**Instructions for the task:** Among the records that follow, count the lines where "below" appears, and state the count by itself.

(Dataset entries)

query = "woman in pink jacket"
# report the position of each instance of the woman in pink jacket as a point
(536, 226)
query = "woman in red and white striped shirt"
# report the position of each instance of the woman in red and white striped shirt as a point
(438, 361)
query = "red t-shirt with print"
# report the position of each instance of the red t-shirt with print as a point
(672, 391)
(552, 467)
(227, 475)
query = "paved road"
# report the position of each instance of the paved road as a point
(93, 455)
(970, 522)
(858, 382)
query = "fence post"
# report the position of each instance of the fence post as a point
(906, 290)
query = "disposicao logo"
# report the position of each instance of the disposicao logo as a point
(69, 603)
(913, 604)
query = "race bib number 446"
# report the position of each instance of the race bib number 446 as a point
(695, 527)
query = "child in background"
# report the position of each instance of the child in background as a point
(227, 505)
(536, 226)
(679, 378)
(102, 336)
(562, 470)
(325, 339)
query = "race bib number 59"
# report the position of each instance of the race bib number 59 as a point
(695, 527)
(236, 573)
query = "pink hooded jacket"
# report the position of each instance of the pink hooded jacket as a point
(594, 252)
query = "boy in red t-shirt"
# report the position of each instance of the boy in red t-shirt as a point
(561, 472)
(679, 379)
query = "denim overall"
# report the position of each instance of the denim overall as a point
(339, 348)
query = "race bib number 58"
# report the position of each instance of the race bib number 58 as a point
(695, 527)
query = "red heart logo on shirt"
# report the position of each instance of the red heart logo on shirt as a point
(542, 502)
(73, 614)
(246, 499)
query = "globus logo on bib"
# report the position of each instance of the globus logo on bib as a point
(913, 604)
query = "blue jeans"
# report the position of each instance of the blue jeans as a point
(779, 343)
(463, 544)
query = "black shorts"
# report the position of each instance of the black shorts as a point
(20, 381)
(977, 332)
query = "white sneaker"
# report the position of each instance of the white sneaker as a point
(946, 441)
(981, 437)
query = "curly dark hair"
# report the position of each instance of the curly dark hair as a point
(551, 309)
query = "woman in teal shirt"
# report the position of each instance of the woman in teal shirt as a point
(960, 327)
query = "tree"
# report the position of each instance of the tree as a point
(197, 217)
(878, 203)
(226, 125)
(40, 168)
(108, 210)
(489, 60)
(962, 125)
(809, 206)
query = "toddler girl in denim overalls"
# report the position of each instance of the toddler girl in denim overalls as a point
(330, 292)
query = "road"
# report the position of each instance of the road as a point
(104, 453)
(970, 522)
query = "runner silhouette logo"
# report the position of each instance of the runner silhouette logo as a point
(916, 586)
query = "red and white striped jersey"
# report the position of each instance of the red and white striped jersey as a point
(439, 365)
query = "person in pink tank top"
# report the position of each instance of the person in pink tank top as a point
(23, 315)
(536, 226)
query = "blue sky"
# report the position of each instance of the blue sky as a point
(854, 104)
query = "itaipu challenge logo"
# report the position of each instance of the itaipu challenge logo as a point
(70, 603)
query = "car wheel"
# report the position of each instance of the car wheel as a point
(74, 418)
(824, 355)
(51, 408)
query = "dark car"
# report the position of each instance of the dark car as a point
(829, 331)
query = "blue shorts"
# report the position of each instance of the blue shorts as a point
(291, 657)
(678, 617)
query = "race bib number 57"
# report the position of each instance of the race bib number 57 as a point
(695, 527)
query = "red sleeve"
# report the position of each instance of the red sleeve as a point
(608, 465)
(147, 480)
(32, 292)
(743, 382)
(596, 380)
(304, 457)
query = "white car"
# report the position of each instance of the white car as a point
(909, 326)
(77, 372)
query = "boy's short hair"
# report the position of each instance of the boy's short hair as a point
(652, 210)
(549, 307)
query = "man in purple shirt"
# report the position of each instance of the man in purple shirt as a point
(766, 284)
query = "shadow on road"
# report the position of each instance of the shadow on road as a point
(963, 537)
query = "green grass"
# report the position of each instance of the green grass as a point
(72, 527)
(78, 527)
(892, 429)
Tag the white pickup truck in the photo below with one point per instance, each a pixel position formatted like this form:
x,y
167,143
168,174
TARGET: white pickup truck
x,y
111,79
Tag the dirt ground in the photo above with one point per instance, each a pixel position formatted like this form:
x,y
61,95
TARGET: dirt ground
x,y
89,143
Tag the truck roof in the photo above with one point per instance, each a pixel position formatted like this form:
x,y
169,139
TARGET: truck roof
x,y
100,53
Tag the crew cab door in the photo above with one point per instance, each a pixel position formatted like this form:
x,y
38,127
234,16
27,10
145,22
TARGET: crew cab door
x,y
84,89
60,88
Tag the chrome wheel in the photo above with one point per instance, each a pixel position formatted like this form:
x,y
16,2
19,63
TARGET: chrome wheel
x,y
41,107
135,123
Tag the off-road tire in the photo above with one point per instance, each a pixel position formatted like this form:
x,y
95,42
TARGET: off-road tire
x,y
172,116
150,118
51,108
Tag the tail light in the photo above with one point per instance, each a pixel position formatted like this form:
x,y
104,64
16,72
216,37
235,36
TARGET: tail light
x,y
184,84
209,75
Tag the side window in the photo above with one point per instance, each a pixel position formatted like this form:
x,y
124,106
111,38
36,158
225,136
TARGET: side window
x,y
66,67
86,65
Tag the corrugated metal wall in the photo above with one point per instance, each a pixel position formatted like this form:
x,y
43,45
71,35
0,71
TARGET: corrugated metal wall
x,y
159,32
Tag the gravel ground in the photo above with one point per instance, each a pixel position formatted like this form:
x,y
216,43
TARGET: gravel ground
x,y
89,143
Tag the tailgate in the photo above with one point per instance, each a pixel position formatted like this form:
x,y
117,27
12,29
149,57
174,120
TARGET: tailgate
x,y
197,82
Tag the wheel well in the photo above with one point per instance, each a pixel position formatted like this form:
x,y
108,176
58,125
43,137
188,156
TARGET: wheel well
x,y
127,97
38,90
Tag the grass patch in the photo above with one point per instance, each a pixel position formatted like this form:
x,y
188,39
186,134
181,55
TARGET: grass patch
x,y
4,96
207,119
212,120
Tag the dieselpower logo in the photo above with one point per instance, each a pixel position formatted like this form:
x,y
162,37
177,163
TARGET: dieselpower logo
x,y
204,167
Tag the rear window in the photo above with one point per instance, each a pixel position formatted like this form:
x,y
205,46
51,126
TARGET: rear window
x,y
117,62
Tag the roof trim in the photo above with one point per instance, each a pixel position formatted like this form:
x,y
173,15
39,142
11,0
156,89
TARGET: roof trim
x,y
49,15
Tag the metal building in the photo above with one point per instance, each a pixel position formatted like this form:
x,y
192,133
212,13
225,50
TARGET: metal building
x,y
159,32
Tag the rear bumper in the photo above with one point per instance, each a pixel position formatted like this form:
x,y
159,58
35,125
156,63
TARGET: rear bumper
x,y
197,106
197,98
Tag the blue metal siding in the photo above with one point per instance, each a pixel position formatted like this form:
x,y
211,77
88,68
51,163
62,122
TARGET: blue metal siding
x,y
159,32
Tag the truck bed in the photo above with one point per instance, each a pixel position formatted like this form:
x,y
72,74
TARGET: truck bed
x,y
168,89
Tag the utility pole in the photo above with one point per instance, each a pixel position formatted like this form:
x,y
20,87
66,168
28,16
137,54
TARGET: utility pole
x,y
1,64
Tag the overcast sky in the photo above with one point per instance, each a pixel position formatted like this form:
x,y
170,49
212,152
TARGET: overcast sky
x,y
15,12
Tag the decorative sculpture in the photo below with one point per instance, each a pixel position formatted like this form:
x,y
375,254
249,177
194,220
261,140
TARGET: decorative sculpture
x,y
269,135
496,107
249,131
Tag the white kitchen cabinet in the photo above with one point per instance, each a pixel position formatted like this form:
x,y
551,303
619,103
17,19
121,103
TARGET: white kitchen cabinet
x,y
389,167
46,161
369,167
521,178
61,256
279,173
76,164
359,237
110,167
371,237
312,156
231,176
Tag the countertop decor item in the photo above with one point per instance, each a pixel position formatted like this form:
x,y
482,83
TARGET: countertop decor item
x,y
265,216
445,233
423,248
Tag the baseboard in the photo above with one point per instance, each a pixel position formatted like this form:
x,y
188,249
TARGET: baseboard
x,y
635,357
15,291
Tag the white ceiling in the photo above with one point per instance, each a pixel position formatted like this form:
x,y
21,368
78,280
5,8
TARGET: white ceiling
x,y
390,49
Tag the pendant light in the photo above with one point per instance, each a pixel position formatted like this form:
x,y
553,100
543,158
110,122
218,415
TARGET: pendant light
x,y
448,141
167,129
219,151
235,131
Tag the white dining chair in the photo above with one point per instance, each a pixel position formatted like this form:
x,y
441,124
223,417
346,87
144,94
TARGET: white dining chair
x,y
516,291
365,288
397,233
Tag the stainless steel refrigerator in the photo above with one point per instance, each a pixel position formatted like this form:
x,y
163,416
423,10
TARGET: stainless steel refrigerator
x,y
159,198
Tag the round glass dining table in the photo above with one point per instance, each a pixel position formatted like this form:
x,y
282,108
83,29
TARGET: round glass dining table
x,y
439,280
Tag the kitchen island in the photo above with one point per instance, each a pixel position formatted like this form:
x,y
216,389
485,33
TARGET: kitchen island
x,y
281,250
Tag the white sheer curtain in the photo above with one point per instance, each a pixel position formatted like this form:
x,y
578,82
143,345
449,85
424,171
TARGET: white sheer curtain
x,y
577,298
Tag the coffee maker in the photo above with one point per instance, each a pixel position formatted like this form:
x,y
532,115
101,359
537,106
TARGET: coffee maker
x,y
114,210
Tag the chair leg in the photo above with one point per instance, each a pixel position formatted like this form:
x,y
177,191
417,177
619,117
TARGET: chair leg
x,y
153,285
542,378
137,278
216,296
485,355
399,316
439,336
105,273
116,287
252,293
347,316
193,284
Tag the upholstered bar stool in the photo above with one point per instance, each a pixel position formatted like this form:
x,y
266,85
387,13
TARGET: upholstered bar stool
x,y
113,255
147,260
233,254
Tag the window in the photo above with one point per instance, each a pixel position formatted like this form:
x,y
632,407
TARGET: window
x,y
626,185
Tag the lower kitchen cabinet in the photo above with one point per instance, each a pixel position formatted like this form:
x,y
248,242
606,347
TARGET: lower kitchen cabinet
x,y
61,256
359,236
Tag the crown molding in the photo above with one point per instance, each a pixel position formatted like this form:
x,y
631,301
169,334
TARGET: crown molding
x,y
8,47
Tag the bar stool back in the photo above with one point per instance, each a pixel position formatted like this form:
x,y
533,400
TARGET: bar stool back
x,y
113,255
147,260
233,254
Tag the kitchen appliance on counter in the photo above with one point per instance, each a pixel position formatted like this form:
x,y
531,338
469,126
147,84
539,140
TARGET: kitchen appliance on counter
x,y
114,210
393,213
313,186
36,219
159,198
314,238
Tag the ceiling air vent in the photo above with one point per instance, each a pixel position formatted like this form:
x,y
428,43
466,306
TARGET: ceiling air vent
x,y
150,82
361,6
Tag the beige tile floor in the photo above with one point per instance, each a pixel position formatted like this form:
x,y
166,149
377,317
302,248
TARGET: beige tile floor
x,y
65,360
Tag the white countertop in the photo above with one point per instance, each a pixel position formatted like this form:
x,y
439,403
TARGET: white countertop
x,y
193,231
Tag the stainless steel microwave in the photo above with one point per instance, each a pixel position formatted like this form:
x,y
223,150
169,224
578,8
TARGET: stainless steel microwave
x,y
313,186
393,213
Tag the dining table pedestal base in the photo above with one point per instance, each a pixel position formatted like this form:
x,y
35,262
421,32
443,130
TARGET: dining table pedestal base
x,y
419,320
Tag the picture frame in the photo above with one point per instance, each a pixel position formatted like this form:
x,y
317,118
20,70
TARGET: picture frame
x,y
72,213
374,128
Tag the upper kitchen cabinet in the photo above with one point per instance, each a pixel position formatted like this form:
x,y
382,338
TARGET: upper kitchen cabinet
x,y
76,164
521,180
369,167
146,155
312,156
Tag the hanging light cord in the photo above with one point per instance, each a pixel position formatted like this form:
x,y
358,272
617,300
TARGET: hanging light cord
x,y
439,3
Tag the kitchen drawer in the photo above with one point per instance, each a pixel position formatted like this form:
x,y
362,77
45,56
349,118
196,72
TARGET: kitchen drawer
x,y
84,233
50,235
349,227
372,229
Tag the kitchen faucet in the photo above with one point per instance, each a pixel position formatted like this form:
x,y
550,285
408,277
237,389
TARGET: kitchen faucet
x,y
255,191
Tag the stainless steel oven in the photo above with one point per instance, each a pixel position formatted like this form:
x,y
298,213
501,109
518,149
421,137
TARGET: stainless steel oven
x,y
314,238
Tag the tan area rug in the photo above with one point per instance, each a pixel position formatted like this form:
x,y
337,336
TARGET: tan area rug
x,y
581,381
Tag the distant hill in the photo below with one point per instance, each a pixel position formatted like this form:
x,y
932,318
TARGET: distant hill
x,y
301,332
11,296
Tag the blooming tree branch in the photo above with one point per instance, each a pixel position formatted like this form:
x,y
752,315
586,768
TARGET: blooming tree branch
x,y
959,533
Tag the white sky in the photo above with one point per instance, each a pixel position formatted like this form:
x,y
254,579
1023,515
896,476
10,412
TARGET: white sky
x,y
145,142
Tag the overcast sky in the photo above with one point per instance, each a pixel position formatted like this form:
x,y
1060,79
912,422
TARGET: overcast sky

**Answer to the problem:** 3